━━━ Provided data
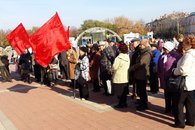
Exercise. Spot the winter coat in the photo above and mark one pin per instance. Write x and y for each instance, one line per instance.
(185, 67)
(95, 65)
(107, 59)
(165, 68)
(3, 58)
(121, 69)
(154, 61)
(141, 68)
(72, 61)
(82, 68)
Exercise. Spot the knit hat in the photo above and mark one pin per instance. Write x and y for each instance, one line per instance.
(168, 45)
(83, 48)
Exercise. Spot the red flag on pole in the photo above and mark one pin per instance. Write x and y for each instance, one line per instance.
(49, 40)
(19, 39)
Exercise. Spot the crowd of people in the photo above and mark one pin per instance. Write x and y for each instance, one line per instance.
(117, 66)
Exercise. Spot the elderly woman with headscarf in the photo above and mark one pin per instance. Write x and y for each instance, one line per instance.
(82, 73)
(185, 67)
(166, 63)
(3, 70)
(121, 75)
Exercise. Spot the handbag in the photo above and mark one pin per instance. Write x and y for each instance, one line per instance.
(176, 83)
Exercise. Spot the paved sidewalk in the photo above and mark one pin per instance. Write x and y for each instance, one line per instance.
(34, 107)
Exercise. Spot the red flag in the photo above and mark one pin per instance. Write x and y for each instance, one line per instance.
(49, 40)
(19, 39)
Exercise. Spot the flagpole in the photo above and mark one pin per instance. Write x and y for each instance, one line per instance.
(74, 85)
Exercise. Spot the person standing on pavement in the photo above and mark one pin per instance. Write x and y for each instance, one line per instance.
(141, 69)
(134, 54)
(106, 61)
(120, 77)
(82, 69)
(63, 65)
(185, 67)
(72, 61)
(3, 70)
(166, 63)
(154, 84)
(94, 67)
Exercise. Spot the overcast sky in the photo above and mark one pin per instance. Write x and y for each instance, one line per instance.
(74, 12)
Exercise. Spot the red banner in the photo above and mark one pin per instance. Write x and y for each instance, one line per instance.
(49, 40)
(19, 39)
━━━━━━
▶ _Task brief_: Output exactly the lines from the one containing "Exercise. Spot the flagpole" through the last line of the records, both included. Output nothing else.

▶ _Response box_:
Exercise. Spot the flagpole in the photo above and mark one pin per instance. Write x and y for each instance, one line per instance.
(74, 85)
Exercise. Spot the person standing on pavement in the photo above and mark one pin per instance. Write x and y for each instance, one line per instance.
(141, 69)
(134, 54)
(106, 61)
(120, 77)
(82, 69)
(63, 65)
(185, 67)
(72, 61)
(3, 70)
(166, 63)
(154, 84)
(94, 67)
Exercise. Spot the overcast sky in the photo above and mark one pin per instance. Write x and y for each instance, one line per instance.
(74, 12)
Exercise. Spot the red banner in the photo above and mark one pin per instance. Write x and y for each instance, one line per instance.
(49, 40)
(19, 39)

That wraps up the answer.